Document excerpt –
--- begin ---

# New bed



## lymorelynn (Oct 4, 2008)

Mai Tai was 6 months old yesterday and was treated to a new radiator bed (£8 in Tesco's :thumbup


----------



## raggs (Aug 3, 2008)

hi Lyn, snug as a bug springs to mind lol... its sure to become their fav bed very soon,take care. CHRIS


----------



## MattDe (Dec 15, 2008)

Happy 6 months Mai Tai, bed looks good, £8 cant complain.


----------



## ChinaBlue (Feb 3, 2008)

Sure looks very content


----------



## Midnight (Jan 17, 2009)

Mai tai sure looks comfy bless  :001_wub:


----------



## Biawhiska (Mar 28, 2008)

awww she seems very happy with her present. none of mine will use a radiator bed! very strange.


----------



## Jen26 (Apr 22, 2008)

looks like the new bed is a hit. Mine have 2 of them but they seem to prefer to pull off the cover and sit on the floor lol


----------



## Guest (Feb 19, 2009)

happy half birthday. What a pretty girl. £8??? they are £14.99 at [email protected]!


----------



## Aud's_Mum (Aug 4, 2008)

*HAPPY BIRTHDAY MAI TAI!!* Can i join you in the radiator bed please? 

Thats an absolute bargain Lynn!!


----------



## RowanWolf (Jan 30, 2009)

Happy Birthday Mai Tai 

Bargain that.. is it sturdy?


----------



## lymorelynn (Oct 4, 2008)

RowanWolf said:


> Happy Birthday Mai Tai
> 
> Bargain that.. is it sturdy?

--- end ---

Data rows –

--- begin ---

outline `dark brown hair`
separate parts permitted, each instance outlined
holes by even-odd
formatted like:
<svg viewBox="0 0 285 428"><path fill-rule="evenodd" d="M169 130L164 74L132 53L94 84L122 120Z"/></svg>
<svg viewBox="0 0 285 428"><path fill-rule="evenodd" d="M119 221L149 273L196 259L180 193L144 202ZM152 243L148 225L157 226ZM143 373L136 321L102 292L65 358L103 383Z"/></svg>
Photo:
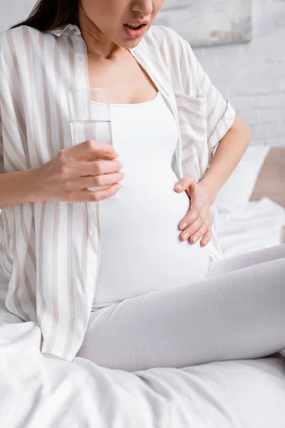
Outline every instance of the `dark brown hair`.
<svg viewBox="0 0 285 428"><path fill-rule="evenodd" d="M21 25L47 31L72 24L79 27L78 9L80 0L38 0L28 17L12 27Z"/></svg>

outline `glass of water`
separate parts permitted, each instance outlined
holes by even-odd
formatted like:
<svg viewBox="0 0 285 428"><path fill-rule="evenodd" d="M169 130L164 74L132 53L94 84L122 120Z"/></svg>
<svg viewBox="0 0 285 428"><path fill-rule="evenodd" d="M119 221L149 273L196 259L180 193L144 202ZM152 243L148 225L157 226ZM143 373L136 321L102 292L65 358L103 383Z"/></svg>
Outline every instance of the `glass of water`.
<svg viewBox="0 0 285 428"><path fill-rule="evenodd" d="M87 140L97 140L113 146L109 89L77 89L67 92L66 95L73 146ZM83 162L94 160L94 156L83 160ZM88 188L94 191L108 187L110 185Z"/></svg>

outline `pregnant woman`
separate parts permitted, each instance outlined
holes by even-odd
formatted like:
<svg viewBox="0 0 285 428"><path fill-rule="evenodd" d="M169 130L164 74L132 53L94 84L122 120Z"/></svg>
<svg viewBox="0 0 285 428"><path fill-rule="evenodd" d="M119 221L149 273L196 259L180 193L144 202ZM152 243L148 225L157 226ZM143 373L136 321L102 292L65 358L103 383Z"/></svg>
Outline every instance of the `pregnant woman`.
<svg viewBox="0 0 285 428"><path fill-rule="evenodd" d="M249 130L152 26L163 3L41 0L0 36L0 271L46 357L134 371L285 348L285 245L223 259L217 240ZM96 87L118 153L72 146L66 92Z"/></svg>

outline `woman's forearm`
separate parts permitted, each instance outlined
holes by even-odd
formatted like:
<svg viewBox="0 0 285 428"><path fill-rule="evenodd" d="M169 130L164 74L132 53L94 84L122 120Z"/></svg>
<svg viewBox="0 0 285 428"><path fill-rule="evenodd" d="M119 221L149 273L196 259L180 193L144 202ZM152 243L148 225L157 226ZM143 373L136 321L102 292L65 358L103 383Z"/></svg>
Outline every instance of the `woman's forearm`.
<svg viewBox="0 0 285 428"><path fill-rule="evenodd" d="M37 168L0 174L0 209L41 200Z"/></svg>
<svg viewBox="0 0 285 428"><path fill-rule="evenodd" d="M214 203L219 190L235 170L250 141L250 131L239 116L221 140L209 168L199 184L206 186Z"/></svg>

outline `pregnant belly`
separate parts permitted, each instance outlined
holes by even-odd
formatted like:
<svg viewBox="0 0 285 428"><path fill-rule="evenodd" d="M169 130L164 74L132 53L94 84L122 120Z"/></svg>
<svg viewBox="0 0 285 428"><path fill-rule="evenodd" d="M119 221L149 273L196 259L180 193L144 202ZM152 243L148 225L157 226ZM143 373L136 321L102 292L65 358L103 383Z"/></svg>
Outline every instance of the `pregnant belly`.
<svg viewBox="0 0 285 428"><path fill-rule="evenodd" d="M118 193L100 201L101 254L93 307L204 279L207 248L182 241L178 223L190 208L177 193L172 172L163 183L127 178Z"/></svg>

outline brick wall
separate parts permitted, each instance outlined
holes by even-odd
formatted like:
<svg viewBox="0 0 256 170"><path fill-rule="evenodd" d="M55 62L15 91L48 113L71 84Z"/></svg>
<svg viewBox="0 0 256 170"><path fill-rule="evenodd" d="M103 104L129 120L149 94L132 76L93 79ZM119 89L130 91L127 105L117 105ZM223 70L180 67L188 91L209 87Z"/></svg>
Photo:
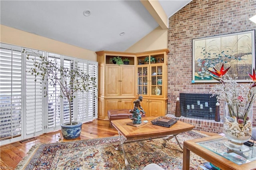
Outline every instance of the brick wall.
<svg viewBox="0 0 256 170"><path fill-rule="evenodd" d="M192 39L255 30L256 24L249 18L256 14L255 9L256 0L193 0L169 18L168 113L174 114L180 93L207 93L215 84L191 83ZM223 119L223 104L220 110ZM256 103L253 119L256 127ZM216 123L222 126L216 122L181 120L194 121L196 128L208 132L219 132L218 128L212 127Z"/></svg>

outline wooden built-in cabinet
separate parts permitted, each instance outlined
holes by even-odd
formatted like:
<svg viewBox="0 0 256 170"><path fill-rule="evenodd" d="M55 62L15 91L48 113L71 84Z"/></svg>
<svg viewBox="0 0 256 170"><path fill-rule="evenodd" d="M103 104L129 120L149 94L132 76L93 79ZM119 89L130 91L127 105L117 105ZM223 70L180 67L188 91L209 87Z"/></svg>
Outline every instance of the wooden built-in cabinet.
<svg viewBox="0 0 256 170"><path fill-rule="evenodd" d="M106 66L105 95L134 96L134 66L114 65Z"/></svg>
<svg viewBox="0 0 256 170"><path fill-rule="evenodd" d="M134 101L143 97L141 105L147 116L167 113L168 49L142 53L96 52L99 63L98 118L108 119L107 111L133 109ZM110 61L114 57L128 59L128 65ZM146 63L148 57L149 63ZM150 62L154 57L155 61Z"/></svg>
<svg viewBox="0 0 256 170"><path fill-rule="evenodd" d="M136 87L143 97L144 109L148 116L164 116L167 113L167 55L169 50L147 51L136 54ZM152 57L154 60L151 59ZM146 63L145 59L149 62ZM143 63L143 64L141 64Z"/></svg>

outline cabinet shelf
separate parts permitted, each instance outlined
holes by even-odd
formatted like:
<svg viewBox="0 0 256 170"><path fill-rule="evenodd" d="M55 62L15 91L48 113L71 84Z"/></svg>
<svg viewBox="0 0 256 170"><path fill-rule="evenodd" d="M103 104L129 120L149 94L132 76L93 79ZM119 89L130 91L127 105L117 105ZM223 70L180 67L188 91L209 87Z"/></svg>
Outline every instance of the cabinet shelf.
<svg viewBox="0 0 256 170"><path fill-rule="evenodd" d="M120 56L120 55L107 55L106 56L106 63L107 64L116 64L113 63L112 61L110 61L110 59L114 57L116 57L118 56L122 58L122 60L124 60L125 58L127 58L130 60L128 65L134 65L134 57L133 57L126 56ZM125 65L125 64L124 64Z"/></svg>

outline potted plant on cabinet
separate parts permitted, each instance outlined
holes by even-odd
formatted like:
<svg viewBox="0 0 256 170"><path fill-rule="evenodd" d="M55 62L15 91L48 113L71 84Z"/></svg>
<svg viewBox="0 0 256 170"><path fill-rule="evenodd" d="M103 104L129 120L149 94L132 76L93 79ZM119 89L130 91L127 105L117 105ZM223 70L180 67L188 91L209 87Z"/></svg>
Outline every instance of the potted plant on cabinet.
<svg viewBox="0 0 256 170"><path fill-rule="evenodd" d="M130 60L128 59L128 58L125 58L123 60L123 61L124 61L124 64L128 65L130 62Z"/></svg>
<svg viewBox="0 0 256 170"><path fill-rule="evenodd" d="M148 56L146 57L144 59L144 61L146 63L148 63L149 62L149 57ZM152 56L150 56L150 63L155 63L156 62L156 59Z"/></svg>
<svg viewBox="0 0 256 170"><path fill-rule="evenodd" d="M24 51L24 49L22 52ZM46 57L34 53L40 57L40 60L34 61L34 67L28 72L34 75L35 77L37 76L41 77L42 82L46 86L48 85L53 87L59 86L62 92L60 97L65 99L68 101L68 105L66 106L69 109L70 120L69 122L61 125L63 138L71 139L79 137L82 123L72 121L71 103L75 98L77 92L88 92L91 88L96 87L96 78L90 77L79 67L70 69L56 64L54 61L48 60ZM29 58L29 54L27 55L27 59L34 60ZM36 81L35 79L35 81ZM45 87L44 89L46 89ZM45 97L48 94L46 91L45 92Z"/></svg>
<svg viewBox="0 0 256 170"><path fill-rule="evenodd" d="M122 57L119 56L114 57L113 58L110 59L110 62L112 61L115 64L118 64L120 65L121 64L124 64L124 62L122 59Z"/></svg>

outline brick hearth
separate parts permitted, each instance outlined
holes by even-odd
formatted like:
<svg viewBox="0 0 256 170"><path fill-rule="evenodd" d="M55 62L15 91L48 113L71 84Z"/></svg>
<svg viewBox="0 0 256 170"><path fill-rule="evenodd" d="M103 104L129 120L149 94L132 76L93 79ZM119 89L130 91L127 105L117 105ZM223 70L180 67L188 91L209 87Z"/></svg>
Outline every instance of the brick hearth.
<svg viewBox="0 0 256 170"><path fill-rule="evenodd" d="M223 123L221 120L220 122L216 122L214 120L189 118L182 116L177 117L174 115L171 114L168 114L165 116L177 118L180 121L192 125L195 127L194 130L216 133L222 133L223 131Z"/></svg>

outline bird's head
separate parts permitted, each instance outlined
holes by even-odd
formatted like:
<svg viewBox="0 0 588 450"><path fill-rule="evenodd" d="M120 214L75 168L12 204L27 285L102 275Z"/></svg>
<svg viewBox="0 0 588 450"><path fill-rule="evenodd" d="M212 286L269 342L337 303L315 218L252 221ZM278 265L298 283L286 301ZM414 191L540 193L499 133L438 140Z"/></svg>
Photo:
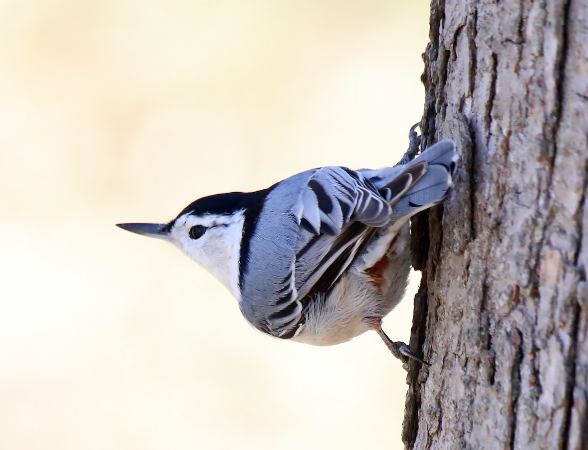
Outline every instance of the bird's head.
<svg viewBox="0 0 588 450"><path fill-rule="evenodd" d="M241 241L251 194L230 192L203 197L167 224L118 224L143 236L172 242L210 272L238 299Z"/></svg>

--- end ---
--- begin ---

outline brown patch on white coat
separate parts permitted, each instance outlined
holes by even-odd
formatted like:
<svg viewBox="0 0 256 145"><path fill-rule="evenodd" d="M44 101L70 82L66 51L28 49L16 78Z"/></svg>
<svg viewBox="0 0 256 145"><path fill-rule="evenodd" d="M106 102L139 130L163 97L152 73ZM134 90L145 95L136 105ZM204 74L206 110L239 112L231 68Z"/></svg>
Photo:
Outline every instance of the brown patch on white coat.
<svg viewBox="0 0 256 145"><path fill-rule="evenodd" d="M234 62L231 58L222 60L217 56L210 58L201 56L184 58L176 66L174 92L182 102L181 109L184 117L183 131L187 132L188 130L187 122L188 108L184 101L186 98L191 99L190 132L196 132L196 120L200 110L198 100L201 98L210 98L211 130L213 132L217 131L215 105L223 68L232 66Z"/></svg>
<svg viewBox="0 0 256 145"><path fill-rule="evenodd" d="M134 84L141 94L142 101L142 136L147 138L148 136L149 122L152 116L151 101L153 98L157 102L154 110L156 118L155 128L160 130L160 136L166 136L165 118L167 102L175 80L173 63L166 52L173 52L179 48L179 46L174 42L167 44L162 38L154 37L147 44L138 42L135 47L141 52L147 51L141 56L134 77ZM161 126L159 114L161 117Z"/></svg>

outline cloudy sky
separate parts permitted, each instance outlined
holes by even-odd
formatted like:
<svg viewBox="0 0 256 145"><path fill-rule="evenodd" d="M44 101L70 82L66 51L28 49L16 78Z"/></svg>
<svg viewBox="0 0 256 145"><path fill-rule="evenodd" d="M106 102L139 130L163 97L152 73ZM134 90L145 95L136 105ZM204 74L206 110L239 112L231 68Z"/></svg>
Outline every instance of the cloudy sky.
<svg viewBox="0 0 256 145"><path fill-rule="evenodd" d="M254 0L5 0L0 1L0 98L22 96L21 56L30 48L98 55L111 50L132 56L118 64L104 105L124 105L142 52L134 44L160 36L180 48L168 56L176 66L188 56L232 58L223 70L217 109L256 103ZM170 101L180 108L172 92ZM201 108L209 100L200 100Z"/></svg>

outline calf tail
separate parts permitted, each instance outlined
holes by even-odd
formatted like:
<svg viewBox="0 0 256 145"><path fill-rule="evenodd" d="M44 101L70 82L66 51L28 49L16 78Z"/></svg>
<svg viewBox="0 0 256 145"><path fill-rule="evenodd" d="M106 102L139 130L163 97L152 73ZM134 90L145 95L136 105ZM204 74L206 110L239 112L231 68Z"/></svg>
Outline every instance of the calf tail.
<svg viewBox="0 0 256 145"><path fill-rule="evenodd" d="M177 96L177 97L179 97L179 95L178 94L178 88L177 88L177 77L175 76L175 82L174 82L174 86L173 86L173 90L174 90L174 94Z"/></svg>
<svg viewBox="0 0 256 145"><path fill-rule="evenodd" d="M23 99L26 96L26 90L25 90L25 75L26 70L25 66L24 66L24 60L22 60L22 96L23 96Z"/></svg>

--- end ---
--- begin ---

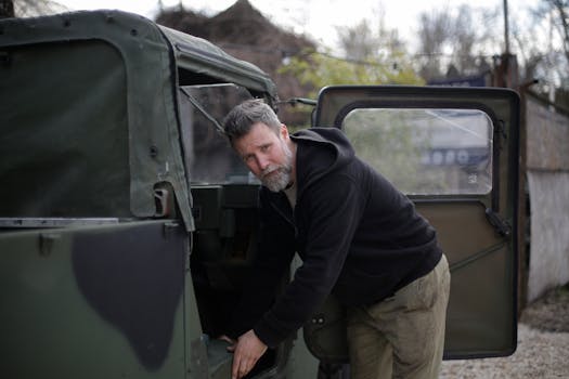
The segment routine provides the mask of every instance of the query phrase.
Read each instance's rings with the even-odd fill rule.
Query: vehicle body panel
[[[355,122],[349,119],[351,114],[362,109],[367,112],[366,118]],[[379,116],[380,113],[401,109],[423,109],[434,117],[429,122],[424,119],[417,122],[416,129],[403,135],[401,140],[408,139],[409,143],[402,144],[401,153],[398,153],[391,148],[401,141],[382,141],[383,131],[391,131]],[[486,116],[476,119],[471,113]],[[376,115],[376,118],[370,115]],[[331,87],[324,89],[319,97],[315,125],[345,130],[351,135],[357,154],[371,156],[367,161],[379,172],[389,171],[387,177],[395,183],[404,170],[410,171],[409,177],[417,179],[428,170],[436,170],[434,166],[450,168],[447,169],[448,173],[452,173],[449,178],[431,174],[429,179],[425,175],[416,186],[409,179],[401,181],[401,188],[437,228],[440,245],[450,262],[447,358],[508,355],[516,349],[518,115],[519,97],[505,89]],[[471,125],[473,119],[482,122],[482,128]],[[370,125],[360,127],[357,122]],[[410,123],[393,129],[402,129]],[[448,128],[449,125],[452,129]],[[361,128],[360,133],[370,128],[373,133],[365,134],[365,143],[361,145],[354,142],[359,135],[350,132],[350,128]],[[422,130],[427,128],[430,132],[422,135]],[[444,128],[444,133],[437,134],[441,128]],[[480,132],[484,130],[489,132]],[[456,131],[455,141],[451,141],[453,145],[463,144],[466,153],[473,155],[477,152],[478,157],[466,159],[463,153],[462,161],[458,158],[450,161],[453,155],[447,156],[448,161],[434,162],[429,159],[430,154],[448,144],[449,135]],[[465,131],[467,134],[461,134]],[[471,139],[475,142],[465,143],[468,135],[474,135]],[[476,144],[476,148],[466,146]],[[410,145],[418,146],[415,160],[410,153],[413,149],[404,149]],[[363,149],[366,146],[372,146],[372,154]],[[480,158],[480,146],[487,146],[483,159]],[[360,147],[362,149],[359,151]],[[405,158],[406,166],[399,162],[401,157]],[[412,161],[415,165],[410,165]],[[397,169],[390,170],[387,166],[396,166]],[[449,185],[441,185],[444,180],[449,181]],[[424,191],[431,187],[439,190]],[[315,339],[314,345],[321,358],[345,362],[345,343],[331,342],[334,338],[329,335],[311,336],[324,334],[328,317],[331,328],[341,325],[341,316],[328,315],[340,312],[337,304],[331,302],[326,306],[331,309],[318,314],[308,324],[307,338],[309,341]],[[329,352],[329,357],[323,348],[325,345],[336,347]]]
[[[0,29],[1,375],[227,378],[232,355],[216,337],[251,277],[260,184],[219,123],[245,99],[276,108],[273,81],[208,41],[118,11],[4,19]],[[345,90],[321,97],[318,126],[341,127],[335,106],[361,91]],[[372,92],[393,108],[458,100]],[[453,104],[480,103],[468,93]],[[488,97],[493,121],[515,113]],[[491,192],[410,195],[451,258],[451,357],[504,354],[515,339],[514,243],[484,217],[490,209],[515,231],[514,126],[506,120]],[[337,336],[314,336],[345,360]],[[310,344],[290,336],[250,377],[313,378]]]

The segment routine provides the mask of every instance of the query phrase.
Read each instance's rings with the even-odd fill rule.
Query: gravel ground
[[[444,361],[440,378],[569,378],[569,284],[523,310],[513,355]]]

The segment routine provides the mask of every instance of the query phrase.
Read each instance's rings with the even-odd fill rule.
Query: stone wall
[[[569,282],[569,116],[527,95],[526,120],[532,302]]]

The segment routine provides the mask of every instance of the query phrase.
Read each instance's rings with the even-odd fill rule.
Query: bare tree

--- end ---

To do –
A. In the forum thread about the new radiator bed, how much did the bed cost at Tesco's?
B. Continue the forum thread about the new radiator bed from its last line.

Answers provided –
A. £8

B.
I thought it was a bargain too! It is quite sturdy - good thick tubing for the frame but I'm glad that Gizmo isn't too keen on it - I think the radiator would be off the wall if he jumped on it . We put him in it but he just jumped out again and went back to his favourite stair lol:blink:
Mai Tai loves it and blends in nicely with the fabric too . 
Thank you all for your good wishes for her 'half birthday':001_smile:


----------



## MADCAT (Nov 21, 2008)

Happy belated half Birthday Mai Tai, love the new bed, i may have to get one of those. xxx


----------



## KarenHSmith (Apr 20, 2008)

Aw looks like he is enjoying his new bed  

Thanks for posting


----------



## vickie1985 (Feb 18, 2009)

thats a happy kitty 

i have often looked at them, but my 2 like to sleep together, and im unsure if it would break as my Diesel is a heavy little lump


----------



## DKDREAM (Sep 15, 2008)

aww she looks to be loving it, gosh hasnt she grown though :yikes:


----------



## CanIgoHome (Oct 25, 2008)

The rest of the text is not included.